* Start *

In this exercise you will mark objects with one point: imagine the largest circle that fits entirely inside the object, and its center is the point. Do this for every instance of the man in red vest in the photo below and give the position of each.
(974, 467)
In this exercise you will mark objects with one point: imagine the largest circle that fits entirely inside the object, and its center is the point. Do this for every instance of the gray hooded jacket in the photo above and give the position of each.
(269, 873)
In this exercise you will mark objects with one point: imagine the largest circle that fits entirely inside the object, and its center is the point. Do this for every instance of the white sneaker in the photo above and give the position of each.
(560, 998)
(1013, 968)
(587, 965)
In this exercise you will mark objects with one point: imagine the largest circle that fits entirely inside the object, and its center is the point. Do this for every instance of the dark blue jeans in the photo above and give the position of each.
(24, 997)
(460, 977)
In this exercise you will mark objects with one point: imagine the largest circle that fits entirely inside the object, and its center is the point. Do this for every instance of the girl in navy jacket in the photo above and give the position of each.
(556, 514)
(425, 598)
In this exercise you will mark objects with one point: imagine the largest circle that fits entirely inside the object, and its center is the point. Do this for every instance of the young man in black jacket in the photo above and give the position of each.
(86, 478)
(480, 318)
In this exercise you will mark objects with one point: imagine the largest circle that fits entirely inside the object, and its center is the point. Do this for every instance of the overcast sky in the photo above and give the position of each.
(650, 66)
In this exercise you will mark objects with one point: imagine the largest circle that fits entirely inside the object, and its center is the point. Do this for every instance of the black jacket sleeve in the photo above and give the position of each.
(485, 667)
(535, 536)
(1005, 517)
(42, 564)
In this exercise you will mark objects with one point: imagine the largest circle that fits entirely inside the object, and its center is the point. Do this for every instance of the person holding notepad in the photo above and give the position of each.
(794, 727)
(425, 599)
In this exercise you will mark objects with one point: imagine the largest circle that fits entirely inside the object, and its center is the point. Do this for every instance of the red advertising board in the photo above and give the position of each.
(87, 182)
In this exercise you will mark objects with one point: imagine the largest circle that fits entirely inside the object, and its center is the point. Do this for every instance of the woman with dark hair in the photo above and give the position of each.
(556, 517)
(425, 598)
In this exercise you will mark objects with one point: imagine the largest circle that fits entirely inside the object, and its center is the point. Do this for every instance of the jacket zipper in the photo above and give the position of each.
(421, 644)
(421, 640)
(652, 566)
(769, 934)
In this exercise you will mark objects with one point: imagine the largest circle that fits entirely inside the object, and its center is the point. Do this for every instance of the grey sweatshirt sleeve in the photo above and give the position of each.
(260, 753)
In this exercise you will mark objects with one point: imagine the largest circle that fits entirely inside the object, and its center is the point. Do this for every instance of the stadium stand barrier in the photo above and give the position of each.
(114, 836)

* End *

**The request**:
Rewrite the entire listing above, changing every occurrence of "largest circle" to "biggest circle" and leaving everything else unchanged.

**Correct answer**:
In this exercise you will mark objects with one point: imagine the biggest circle that fits entirely inside the object, and its center is the point. Do this for every instance of the man in red vest in the photo below and give the position of each.
(974, 467)
In this exercise you will mark objects with one point: imagine the biggest circle that fits entirely inside the object, and its center is the point. Do this for every instance of the gray hooded jacket in the photo above and give the position of each.
(269, 873)
In this exercise you will mark objects with one point: imagine the biggest circle that fits entirely inside the object, and its center is the point. Do this for every instance of the white sneaker in the photo above and give the position of each.
(560, 998)
(1013, 968)
(587, 965)
In this exercise you will mark objects with one point: imagine the biggest circle that fits entirely inside the object, and its center is the point. Do this for every instance of the dark blue jeans in the photo above and give the position of each.
(24, 997)
(460, 977)
In this exercise you will mark objects with one point: imagine the biggest circle that fits entirely inside the object, and its center is the point. Do this for every instance of the girl in navy jacket in the photo above and give the position of each.
(556, 514)
(425, 598)
In this exercise you will mark objects with one point: imagine the biggest circle that fits entirely inside the object, and its center is the point. Do this for every instance of the young man in black jacket in the photo above and give the position of each.
(86, 478)
(480, 318)
In this exercise you will mark objects with one point: imagine the biggest circle that fits entirely inside the object, and its center is the point. Do this for every instance of the overcast sky in the photo above and give the position of each.
(650, 66)
In this exercise you will mark objects with one point: imagine the biggest circle that fits entirely inside the object, and its center is the point. Do this for every instance of the black jacket sleeve in the photo above and give the position of each.
(485, 667)
(535, 536)
(1005, 517)
(42, 564)
In this exercise you will mark objects with one point: imagine the biggest circle that fits entirely inside the object, and its center is the point. Do this for every instance of the person holding notepad in the photo above and give the position of each.
(794, 727)
(425, 599)
In this exercise you will mark objects with one point: imagine the biggest circle that fits entirely inside the object, and its center is the point. Do this for every instance of the red advertising board in the photo above and give the position of each.
(87, 182)
In this exercise you will mark objects with one point: imagine the biggest circle that fits entirely inside the object, and its center is the point. Do this for every instance of the woman with dark hair in the photo above and give the position of each.
(556, 517)
(425, 598)
In this exercise you will mark objects with one point: imagine the biggest circle that fits entirely inside the object, and its center is the point. Do this for every instance of the jacket zipper in the photo above and give the position of each.
(421, 644)
(421, 640)
(652, 566)
(769, 934)
In this exercise you will mark objects with one point: imagine the biggest circle that fits entirely inside the object, and its center is the point. Do this for every instance of the grey sweatshirt sleeve in the photo above and give the position of each.
(260, 753)
In this exercise you will mark objects with one point: imagine the biggest circle that fits entirely inside the object, and its center is the point. Do this for every instance of the stadium stand barrier in the photo above and give the position of each.
(114, 836)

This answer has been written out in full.